**WHAT THE TASK REQUIRES**
Return every line of the entries below that contains the word "wainscoting", matching its case exactly.

**ROWS**

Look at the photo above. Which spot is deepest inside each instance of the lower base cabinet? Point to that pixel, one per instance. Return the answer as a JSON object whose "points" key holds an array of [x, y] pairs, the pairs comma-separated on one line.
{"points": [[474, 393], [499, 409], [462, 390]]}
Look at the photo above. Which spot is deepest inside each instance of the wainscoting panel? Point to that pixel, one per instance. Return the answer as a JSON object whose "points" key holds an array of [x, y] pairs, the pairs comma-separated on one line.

...

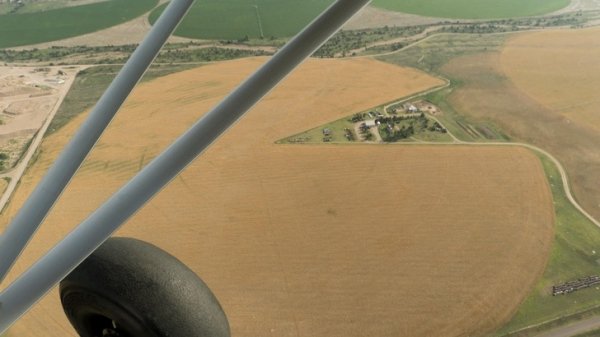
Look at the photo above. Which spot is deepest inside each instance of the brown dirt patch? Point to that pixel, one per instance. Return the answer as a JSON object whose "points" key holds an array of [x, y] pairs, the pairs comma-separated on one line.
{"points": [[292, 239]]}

**SOLUTION TO THIS PROBLEM**
Look at the photo above. Which spot is deepest inside each instance of the wainscoting panel? Point to that pixel, one per instance. Return the answer as a JSON object whose "points" key holds an array of [x, y] pairs, the pairs comma-separated on one line.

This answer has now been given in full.